RECORDS SHOWN —

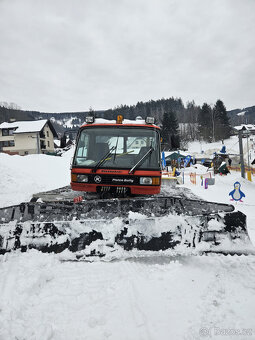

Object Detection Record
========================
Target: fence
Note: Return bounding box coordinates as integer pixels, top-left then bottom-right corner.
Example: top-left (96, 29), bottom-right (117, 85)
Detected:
top-left (228, 166), bottom-right (255, 175)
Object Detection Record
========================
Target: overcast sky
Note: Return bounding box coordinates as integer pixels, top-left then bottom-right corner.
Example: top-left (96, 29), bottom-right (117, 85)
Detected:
top-left (0, 0), bottom-right (255, 112)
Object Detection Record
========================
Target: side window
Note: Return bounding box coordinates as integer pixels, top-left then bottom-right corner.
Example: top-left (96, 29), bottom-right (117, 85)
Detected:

TASK DETAILS —
Copy all of the data above line for line, omitting the picture.

OUTPUT OF THE TASK —
Object Detection Record
========================
Target: fence
Note: Return bounding box coordinates as integer pixels, top-left then bottom-right corner.
Example: top-left (96, 29), bottom-right (117, 85)
Detected:
top-left (228, 166), bottom-right (255, 175)
Object Detection Record
========================
Target: overcast sky
Note: Return bounding box coordinates as integer pixels, top-left then bottom-right corner.
Example: top-left (96, 29), bottom-right (117, 85)
Detected:
top-left (0, 0), bottom-right (255, 112)
Object Detection Record
========================
Target: side window
Note: Return bounding box coordinates as integer pixels, top-left then bottom-right corner.
Example: top-left (96, 29), bottom-right (117, 85)
Detected:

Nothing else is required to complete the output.